◆ EXCERPT PROVIDED:
^^^^^^^^
GradientBoostingClassifier

Gradient boosting is a machine learning method which provides predictions by training an ensemble of weak estimatorss. GradientBoostingClassifier is an implementation of gradient boosting for classification task.

Import

import * as DataCook from '@pipcook/datacook';
const { GradientBoostingClassifier } = DataCook.Model;

Constructor

const gb = newGradientBoostingClassifier({ nEstimators: 10 });

Option parameters

Parameter	Type	Description
nEstimators	number	number of estimators for fitting. default = 100
criterion
minSamplesLeaf	number	The minimum number of samples required to be at leaf node, default = 1
minImpurityDecrease	number	A node will be split if this split induces a decrease of the impurity greater than or equal to this value
minWeightFractionLeaf
minSamplesSplit	number	Minimum number of samples required to split an internal node, default = 2va
validationFraction	number	The proportion of training data to set aside as validation set for early stopping. Must be between 0 and 1. Only used if `nIterNoChange` is set to an integer.
ccpAlpha	number	Complexity parameter used for Minimal Cost-complexity Pruning. The subtree with the largest cost complexity that is smaller than `ccpAlpha` will be chosen. By default, no pruning is performed.
maxDepth	number	Maximum depth of the individual regression tree, default = 3
maxFeatures	number, or {“auto”, “sqrt”, “log2”}	The number of features to consider when looking for the best split: - If integer value, then consider `maxFeatures` features at each split. - If not interger value, then `maxFeatures` is a fraction and `Math.floor(maxFeatures * nFeatures)` features are considered at each split. - If “auto”, then `max_features=sqrt(n_features)`. - If “sqrt”, then `maxFeatures=sqrt(nFeatures)`. - If “log2”, then `maxFeatures=log2(nFeatures)`. - If none, then `maxFeatures=nFatures`.
^^^^^^^^
◆ WORK INSTRUCTIONS:
Extend the GradientBoostingClassifier documentation page, picking up right after its last line.

◆ RAW DATA:
^^^^^^^^
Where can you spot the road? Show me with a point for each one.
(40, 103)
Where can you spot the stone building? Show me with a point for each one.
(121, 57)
^^^^^^^^
◆ RESULT FOR THIS TASK:
tol	number	Tolerance for the early stopping. When the loss is not improving by at least tol for `nIterNoChange` iterations (if set to a number), the training stops, default = 1e-4
nIterNoChange	number	Used to decide if early stopping will be used to terminate training when validation score is not improving. By default it is set to `none` to disable early stopping. If set to a number, it will set aside `validation_fraction` size of the training data as validation and terminate training when validation score is not improving in all of the previous `nIterNoChange` numbers of iterations. The split is stratified.

Methods

fit

Fit gradient boosting classifier

Syntax

async fit(xData: number[][] | Tensor2D, yData: number[] | string[] | boolean[] | Tensor1D): Promise<void>

Parameters

Parameter	type	description
xData	Tensor2D\| number[][]	input data of shape (nSamples,nFeatures) in type of array or tensor
yData	Tensor1D\| number[] \| string[] \| boolean[]	input target

predict

Make predictions using gradient boosting model.

async predict(xData: Tensor|RecursiveArray<number>): Promise<Tensor>

Parameters

parameter	type	description
xData	Tensor	RecursiveArray `<number>`

Returns

Promise of fitted values

fromJson

Load model paramters from json string object

async fromJson(modelJson: string)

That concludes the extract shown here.